What you return should match the data exactly, from the first line to the last.

Start of Data for analysis

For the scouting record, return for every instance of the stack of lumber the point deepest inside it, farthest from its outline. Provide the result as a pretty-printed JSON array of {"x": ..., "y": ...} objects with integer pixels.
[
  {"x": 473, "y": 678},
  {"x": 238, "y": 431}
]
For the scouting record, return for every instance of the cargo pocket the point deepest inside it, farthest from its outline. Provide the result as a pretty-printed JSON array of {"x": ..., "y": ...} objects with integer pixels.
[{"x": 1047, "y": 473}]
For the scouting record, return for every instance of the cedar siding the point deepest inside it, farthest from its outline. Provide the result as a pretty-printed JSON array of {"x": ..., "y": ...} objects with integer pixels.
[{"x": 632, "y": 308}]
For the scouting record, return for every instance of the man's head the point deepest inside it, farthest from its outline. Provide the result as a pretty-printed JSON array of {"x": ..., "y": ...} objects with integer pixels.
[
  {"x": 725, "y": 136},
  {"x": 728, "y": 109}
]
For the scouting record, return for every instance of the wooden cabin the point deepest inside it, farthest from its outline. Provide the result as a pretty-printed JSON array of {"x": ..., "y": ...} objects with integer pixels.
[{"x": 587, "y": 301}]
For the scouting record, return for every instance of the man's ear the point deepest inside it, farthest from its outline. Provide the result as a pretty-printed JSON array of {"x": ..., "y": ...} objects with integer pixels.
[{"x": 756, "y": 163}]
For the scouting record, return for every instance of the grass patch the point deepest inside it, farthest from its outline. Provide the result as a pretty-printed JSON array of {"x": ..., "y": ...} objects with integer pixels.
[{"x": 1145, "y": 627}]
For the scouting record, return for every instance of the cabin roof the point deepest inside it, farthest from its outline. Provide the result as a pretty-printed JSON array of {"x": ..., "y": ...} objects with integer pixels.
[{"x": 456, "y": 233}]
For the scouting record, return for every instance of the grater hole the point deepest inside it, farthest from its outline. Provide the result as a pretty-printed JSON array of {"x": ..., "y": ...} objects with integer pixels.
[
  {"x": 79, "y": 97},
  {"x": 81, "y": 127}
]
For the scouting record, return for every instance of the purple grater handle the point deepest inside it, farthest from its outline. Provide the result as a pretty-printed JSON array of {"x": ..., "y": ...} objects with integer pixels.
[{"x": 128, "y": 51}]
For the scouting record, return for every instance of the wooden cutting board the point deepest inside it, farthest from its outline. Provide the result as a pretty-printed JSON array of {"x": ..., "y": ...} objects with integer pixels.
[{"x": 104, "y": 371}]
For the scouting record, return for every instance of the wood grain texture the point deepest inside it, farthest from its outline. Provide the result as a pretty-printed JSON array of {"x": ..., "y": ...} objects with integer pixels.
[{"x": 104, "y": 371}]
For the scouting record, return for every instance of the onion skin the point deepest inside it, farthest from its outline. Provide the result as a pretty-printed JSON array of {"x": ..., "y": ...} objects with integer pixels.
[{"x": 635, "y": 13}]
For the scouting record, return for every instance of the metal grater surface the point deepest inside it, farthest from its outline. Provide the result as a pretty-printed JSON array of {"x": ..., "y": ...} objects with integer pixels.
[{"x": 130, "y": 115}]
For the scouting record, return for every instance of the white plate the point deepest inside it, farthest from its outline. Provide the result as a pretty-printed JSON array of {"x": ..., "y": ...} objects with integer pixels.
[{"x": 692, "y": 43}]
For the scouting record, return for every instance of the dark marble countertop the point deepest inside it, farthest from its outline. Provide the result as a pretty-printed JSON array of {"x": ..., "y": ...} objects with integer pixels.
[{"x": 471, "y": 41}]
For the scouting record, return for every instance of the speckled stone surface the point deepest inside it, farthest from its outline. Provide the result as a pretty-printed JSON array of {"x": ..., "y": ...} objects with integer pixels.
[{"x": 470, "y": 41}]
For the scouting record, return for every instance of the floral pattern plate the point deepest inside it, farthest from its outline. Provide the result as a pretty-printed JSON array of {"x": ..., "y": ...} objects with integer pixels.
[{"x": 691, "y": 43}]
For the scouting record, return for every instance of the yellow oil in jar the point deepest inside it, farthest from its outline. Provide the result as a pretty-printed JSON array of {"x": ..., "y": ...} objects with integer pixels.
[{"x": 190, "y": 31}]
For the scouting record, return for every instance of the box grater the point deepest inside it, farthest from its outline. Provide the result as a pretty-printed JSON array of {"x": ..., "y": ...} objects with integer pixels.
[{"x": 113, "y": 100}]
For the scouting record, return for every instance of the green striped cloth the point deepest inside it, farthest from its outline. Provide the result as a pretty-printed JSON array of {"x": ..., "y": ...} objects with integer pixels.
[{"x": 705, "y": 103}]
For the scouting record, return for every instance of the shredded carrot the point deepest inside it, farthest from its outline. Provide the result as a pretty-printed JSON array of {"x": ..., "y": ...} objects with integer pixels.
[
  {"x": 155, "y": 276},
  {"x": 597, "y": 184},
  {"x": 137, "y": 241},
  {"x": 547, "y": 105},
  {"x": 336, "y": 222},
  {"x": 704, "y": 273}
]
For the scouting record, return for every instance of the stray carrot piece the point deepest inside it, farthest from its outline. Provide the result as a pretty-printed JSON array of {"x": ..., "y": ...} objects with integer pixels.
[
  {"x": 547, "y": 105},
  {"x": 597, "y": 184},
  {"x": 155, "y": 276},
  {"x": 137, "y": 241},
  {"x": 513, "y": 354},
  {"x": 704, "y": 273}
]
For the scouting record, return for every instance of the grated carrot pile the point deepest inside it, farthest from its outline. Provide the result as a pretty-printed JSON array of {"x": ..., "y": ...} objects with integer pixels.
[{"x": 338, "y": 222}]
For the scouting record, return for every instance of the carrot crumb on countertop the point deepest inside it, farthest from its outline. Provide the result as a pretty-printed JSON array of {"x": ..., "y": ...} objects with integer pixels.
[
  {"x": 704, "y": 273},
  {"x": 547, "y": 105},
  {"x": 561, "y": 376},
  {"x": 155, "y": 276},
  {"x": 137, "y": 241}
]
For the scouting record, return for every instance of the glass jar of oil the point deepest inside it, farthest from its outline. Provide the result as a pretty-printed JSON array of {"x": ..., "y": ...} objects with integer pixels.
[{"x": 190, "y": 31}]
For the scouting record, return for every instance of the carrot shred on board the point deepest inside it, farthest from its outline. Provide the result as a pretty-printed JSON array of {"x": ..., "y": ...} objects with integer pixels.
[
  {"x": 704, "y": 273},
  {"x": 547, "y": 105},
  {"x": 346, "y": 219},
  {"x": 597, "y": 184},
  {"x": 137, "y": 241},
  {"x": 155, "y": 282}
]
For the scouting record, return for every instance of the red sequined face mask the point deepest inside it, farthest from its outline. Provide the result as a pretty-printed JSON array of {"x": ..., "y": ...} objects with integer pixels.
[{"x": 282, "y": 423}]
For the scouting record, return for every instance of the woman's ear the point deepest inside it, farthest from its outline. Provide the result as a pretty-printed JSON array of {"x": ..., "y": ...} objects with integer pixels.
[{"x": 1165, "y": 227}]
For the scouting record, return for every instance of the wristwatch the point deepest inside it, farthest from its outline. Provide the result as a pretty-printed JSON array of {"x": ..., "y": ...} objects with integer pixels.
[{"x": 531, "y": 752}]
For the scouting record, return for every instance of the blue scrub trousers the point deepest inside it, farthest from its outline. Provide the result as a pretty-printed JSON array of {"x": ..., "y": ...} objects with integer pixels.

End of Data for analysis

## Exercise output
For the scouting record, return for every instance of the stack of lumber the point deepest inside it, farthest from its outline. Provide the result as a pretty-printed JSON array of {"x": ..., "y": ...} objects with integer pixels.
[
  {"x": 473, "y": 678},
  {"x": 238, "y": 431}
]
For the scouting record, return for every instance of the cargo pocket the point deepest inside it, farthest from its outline. Provide the result as a pretty-printed JSON array of {"x": ..., "y": ...} objects with integer pixels.
[{"x": 1047, "y": 473}]
For the scouting record, return for every instance of the cedar siding the point deepest inside it, farthest from its outline. Provide the result as a pretty-printed JSON array of {"x": ..., "y": ...} objects with integer pixels.
[{"x": 632, "y": 308}]
For the scouting record, return for every instance of the man's head the point deepest inside it, farthest from its outline. Provide the result as a pretty-printed JSON array of {"x": ..., "y": ...} objects with integer pixels.
[
  {"x": 725, "y": 136},
  {"x": 728, "y": 109}
]
For the scouting record, return for every instance of the wooden cabin the point deepest inside it, farthest from its outline. Provide the result as a pretty-printed JSON array of {"x": ..., "y": ...} objects with integer pixels.
[{"x": 587, "y": 301}]
For the scouting record, return for every instance of the man's ear the point deepest inside it, farthest from its outline. Provide the result as a pretty-printed JSON array of {"x": ..., "y": ...} objects with integer pixels.
[{"x": 756, "y": 163}]
For the scouting record, return for every instance of the grass patch the point deepest inside it, farthest from its outline. Provide the result as a pretty-printed JSON array of {"x": ..., "y": ...} objects with integer pixels.
[{"x": 1145, "y": 627}]
For the scouting record, return for every instance of the cabin roof the point deepest inside it, farthest from its outline. Provide the result as a pretty-printed JSON array of {"x": ..., "y": ...} objects with integer pixels.
[{"x": 456, "y": 233}]
For the scouting record, return for every instance of the grater hole the point deepest inside it, farthest from its outline. Provide the result as a pretty-printed JSON array of {"x": ..., "y": ...} objects with integer pixels.
[
  {"x": 79, "y": 97},
  {"x": 81, "y": 127}
]
For the scouting record, return for every instance of the purple grater handle the point deepest inside it, farthest from its outline. Provide the result as a pretty-printed JSON array of {"x": ..., "y": ...} objects with integer pixels.
[{"x": 128, "y": 51}]
For the scouting record, return for every instance of the wooden cutting board the point deepest inside it, farthest from its outline. Provide the result as a pretty-printed JSON array of {"x": ..., "y": ...} objects with integer pixels.
[{"x": 104, "y": 371}]
For the scouting record, return for every instance of the wood grain texture the point deepest inside it, farthest from its outline. Provide the result as a pretty-printed JSON array of {"x": ..., "y": ...} objects with integer pixels.
[{"x": 104, "y": 371}]
For the scouting record, return for every instance of the onion skin the point deepest inside it, farthest from its outline. Provide the result as a pretty-printed JSON array of {"x": ..., "y": ...} objects with integer pixels.
[{"x": 635, "y": 13}]
For the scouting record, return for every instance of the metal grater surface the point deepest inside it, farthest from its outline. Provide the result as a pretty-printed JSON array of {"x": ..., "y": ...} objects with integer pixels.
[{"x": 130, "y": 115}]
For the scouting record, return for every instance of the white plate the point deepest inside it, farthest from its outline. Provide the result as a pretty-printed JSON array of {"x": ..., "y": ...} objects with integer pixels.
[{"x": 692, "y": 43}]
For the scouting record, return for every instance of the dark marble countertop the point deepest inside it, farthest from its outline. Provide the result as a pretty-printed JSON array of {"x": ..., "y": ...} objects with integer pixels.
[{"x": 471, "y": 41}]
For the scouting record, return for every instance of the speckled stone surface the point deepest inside it, farthest from its outline. Provide the result as a pretty-printed JSON array of {"x": ..., "y": ...} objects with integer pixels.
[{"x": 470, "y": 41}]
For the scouting record, return for every instance of the floral pattern plate the point deepest inside it, farthest from its outline. Provide the result as a pretty-printed JSON array of {"x": ..., "y": ...} objects with integer pixels.
[{"x": 691, "y": 43}]
For the scouting record, return for every instance of the yellow oil in jar the point deepest inside it, farthest from its outline. Provide the result as a pretty-printed JSON array of {"x": ..., "y": ...} objects with integer pixels.
[{"x": 190, "y": 31}]
For the scouting record, return for every instance of the box grater the point deepest inside it, farthest from its outline. Provide the result as a pretty-printed JSON array of {"x": ..., "y": ...} objects with integer pixels.
[{"x": 113, "y": 100}]
For the scouting record, return for every instance of the green striped cloth the point deepest inside it, farthest from its outline. Provide the result as a pretty-printed JSON array of {"x": ..., "y": ...} objects with integer pixels.
[{"x": 705, "y": 103}]
For the scouting record, return for every instance of the shredded carrot the point deepest inside it, farthest from its outline. Provide the result as a pretty-printed JSON array of {"x": ..., "y": ...} objects with integer pixels.
[
  {"x": 155, "y": 276},
  {"x": 597, "y": 184},
  {"x": 137, "y": 241},
  {"x": 547, "y": 105},
  {"x": 336, "y": 222},
  {"x": 704, "y": 273}
]
For the scouting record, return for every instance of the stray carrot piece the point deepest inside it, farthest from its outline. Provide the result as a pretty-printed JSON array of {"x": ..., "y": ...} objects with integer pixels.
[
  {"x": 547, "y": 105},
  {"x": 597, "y": 184},
  {"x": 155, "y": 276},
  {"x": 137, "y": 241},
  {"x": 513, "y": 354},
  {"x": 704, "y": 273}
]
For the scouting record, return for every instance of the grated carrot pile the point deepest inside it, farthest from its outline. Provide the result as a pretty-printed JSON array of {"x": ..., "y": ...} objects with integer pixels.
[{"x": 338, "y": 222}]
For the scouting record, return for every instance of the carrot crumb on countertop the point deepest inside it, farthest from its outline. Provide the result as a pretty-printed JSON array of {"x": ..., "y": ...} objects with integer pixels.
[
  {"x": 704, "y": 273},
  {"x": 547, "y": 105},
  {"x": 561, "y": 376},
  {"x": 155, "y": 276},
  {"x": 137, "y": 241}
]
For the scouting record, return for every instance of the glass jar of oil the point deepest inside it, farthest from its outline. Provide the result as a pretty-printed JSON array of {"x": ..., "y": ...} objects with integer pixels.
[{"x": 190, "y": 31}]
For the scouting record, return for every instance of the carrot shred on board the point deepest inside it, farthest from its outline. Provide the result as a pretty-printed JSON array of {"x": ..., "y": ...} objects with integer pixels.
[
  {"x": 704, "y": 273},
  {"x": 547, "y": 105},
  {"x": 346, "y": 219},
  {"x": 597, "y": 184},
  {"x": 137, "y": 241},
  {"x": 155, "y": 282}
]
For the scouting record, return for every instance of the red sequined face mask the point deepest inside it, farthest from its outline. Provide the result as a pretty-printed JSON array of {"x": ..., "y": ...} objects with integer pixels.
[{"x": 282, "y": 423}]
For the scouting record, return for every instance of the woman's ear the point deepest inside it, farthest from its outline. Provide the result as a pretty-printed JSON array of {"x": ..., "y": ...} objects with integer pixels.
[{"x": 1165, "y": 227}]
For the scouting record, return for every instance of the wristwatch the point deepest inside it, farthest from its outline. Provide the result as a pretty-printed JSON array of {"x": ..., "y": ...} objects with integer pixels.
[{"x": 531, "y": 752}]
For the scouting record, return for every instance of the blue scrub trousers the point deepest inside it, farthest from its outline. Provide the result as a pretty-printed JSON array of {"x": ..., "y": ...} objects with integer pixels.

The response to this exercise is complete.